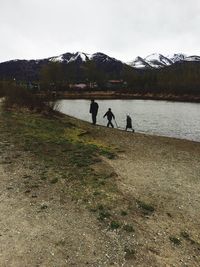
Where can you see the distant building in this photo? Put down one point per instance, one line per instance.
(78, 86)
(116, 84)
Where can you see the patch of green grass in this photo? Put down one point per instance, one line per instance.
(114, 225)
(185, 235)
(146, 208)
(176, 241)
(128, 228)
(124, 213)
(54, 180)
(129, 253)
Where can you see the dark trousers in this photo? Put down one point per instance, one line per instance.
(110, 123)
(94, 118)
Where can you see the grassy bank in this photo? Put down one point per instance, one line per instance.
(67, 151)
(141, 192)
(127, 95)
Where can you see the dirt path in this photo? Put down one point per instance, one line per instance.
(39, 226)
(164, 173)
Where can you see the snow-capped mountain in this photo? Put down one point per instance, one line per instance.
(82, 57)
(29, 69)
(156, 61)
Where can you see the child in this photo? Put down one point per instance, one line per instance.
(129, 123)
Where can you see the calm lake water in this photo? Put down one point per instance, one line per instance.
(173, 119)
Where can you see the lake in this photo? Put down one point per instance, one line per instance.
(173, 119)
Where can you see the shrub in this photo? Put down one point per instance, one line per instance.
(17, 96)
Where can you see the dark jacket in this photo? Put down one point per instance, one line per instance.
(94, 108)
(128, 122)
(109, 115)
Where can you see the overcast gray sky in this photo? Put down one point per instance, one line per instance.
(122, 29)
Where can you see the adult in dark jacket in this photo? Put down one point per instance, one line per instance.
(129, 123)
(109, 116)
(94, 110)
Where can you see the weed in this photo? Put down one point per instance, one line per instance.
(147, 208)
(124, 213)
(54, 180)
(114, 225)
(128, 228)
(129, 253)
(176, 241)
(185, 235)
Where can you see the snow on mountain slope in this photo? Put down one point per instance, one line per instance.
(156, 61)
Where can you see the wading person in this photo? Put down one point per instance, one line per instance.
(129, 123)
(94, 110)
(109, 116)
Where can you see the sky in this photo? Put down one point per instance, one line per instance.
(123, 29)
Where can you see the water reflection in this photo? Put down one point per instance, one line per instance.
(174, 119)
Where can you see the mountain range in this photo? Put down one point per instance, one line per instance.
(156, 61)
(29, 69)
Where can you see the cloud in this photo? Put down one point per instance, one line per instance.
(120, 28)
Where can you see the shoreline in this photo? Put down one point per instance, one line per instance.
(126, 95)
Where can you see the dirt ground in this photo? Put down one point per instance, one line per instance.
(41, 226)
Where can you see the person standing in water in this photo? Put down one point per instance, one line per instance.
(94, 110)
(109, 115)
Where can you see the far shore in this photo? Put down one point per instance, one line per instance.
(127, 95)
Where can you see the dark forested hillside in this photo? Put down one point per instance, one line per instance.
(178, 78)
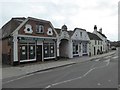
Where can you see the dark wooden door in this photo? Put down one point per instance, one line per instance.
(39, 52)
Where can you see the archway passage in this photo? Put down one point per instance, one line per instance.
(64, 48)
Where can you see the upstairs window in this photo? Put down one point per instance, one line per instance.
(80, 34)
(39, 28)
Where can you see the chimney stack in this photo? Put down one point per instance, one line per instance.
(100, 30)
(95, 29)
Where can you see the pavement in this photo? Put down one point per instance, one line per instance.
(25, 69)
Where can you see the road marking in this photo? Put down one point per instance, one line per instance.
(48, 86)
(25, 76)
(107, 57)
(97, 60)
(115, 57)
(109, 80)
(108, 61)
(88, 72)
(98, 84)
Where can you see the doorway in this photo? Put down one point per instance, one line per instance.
(94, 51)
(39, 52)
(64, 48)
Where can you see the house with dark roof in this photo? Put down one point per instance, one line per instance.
(28, 39)
(95, 46)
(102, 36)
(71, 43)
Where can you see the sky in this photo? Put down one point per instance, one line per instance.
(73, 13)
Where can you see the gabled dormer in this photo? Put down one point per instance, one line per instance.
(36, 27)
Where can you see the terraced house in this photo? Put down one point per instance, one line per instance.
(32, 39)
(28, 39)
(71, 43)
(96, 44)
(103, 37)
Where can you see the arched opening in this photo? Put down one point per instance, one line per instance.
(64, 48)
(94, 51)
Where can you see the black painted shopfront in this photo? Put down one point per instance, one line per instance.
(30, 50)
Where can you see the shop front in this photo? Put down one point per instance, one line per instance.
(36, 49)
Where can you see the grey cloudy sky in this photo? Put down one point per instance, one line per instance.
(74, 13)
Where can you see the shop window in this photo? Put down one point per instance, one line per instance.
(48, 50)
(39, 28)
(27, 51)
(84, 47)
(81, 34)
(75, 48)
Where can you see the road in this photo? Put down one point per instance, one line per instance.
(97, 73)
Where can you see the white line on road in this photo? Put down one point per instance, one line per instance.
(115, 57)
(98, 84)
(107, 61)
(97, 60)
(25, 76)
(107, 57)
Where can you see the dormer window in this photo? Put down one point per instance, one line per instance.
(81, 34)
(39, 28)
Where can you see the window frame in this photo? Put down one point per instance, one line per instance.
(38, 27)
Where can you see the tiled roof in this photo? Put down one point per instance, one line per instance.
(80, 29)
(93, 36)
(102, 34)
(58, 30)
(11, 25)
(70, 33)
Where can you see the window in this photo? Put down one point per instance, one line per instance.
(75, 48)
(95, 42)
(39, 28)
(48, 50)
(81, 34)
(27, 51)
(84, 47)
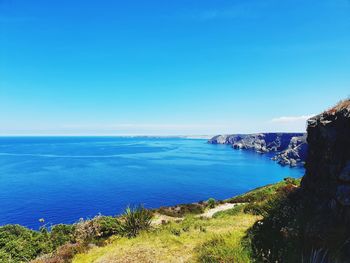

===============

### What is expected:
Update all the records by changing "in this photo" to "in this image" wherever it appears, leaving everything else unchanged. Omit the pictures from your answer.

### Task response:
Where can you see the distant building in this image? Put down one point per instance, one line per instance.
(78, 86)
(116, 84)
Where can you see the patch of green grass in this image? Put down one point per instance, one line per instance.
(114, 225)
(185, 235)
(146, 208)
(176, 241)
(128, 228)
(124, 213)
(54, 180)
(129, 253)
Where can you see the dark trousers in this image? Put down one point per instance, one line per instance.
(110, 123)
(94, 118)
Where can you see the grassy bank in this image? Put down one point per instance, one line per instance.
(67, 151)
(141, 192)
(127, 95)
Where can you see the dirt path in this image? Put down one point per instance, one line per instance.
(39, 226)
(164, 173)
Where can you see the snow-capped mountain in this image? Put down one point per instance, one line per instance.
(82, 57)
(29, 69)
(156, 61)
Where can you see the child in this image? Put down one point per instance, one line per instance.
(129, 123)
Where can you see the calm lake water in this image? Put down one point per instance, one line per instance.
(173, 119)
Where can you see the lake in this image? Put down one point per instance, one line per instance.
(173, 119)
Where can you see the shrub in this image? Put down one point per instance, one line per instance.
(17, 96)
Where can you see the dark jacket in this image? Put down one point per instance, one line per instance.
(94, 108)
(128, 122)
(109, 115)
Where can you see the overcast gray sky in this image? Put down one point per instance, one line per instance.
(122, 29)
Where can you see the adult in dark jacket in this image? Put down one point per instance, one line per instance.
(129, 123)
(109, 116)
(94, 110)
Where can you see the weed in this image? Put down one point per instance, one line per instance.
(147, 208)
(124, 213)
(54, 180)
(114, 225)
(128, 228)
(129, 253)
(176, 241)
(185, 235)
Where can you see the snow on mountain slope in this image? Put down one point per instance, one line per instance.
(156, 61)
Where can you see the wading person in this image? Put down one point per instance, one line per instance.
(129, 123)
(94, 110)
(109, 116)
Where can you see the sky in this image? Put down one point per instance, one line per instance.
(123, 29)
Where can you see the water reflection in this image? Put down one point per instance, one line per instance.
(174, 119)
Where can you see the mountain range in this image? Put down one point per instance, one line per instance.
(156, 61)
(29, 69)
Where can you see the cloud in this image? Put down one point per instance, one line per instance.
(120, 28)
Where can you see the shoreline in this image? Put down one point per instance, one line per instance.
(126, 95)
Where can you see the dirt ground in this image? Put down one point per instance, one line per instance.
(41, 226)
Where can you see the person standing in water in this image? Put down one point per instance, one line per instance.
(94, 110)
(109, 115)
Where can you see the far shore in this image? Put down one point per instance, one line per instance.
(127, 95)
Where can you see the dark forested hillside in this image? Put down one point per instance, one line per instance.
(178, 78)
Where can you see the dark wooden door in this image? Put down one point per instance, one line per instance.
(39, 52)
Where can you see the archway passage in this image? Put down one point per instance, one line per instance.
(64, 48)
Where can you see the upstairs window in this image? Put down one point per instance, one line per instance.
(80, 34)
(39, 28)
Where can you see the chimney stack in this image? Put down one point per instance, one line per instance.
(100, 30)
(95, 29)
Where can you see the pavement in this image? Put down one point per instance, one line per instance.
(25, 69)
Where can you see the road marking in this image? Put down one point per instance, one line per instance.
(48, 86)
(25, 76)
(107, 57)
(97, 60)
(115, 57)
(109, 80)
(108, 61)
(88, 72)
(98, 84)
Where can you see the doorway in this image? Put down one point per instance, one line per instance.
(94, 51)
(39, 52)
(64, 48)
Where can you see the house with dark roof in this image? Put down one point per instance, one line per instance.
(28, 39)
(95, 46)
(102, 36)
(71, 43)
Where can you see the sky in this image? Put down one point per instance, one line per instance.
(73, 13)
Where can you see the gabled dormer in this image? Put down one point per instance, one line per instance.
(36, 27)
Where can you see the terraced house in this image? Put down one point per instance, one line per instance.
(32, 39)
(28, 39)
(71, 43)
(96, 44)
(103, 37)
Where can you see the arched opening in this image? Put down one point per instance, one line per instance.
(64, 48)
(94, 51)
Where can you see the black painted shopfront in this image? Put down one point per instance, one line per instance.
(30, 50)
Where can you see the shop front in this image? Put down one point per instance, one line per instance.
(36, 49)
Where can you see the grey cloudy sky in this image? Put down one point per instance, one line per instance.
(74, 13)
Where can you see the shop window in this image? Put down one point per instance, one line per instance.
(48, 50)
(39, 28)
(27, 51)
(84, 47)
(81, 34)
(75, 48)
Where can you see the road in this image? Put down one point per instance, one line per instance.
(97, 73)
Where can you see the white line on road in this image? Put down one point per instance, one line per instance.
(115, 57)
(98, 84)
(107, 61)
(97, 60)
(25, 76)
(107, 57)
Where can you see the dormer window in this image? Put down one point per instance, one line per instance.
(81, 34)
(39, 28)
Where can you see the window frame in this image? Put down one point per instance, one line per instance.
(38, 27)
Where can you see the tiled roof in this image? Put down one point per instance, one line per instance.
(80, 29)
(93, 36)
(102, 34)
(58, 30)
(11, 25)
(70, 33)
Where can you see the window in this image? Put down one point per instance, one line per instance.
(75, 48)
(95, 42)
(39, 28)
(48, 50)
(81, 34)
(27, 51)
(84, 47)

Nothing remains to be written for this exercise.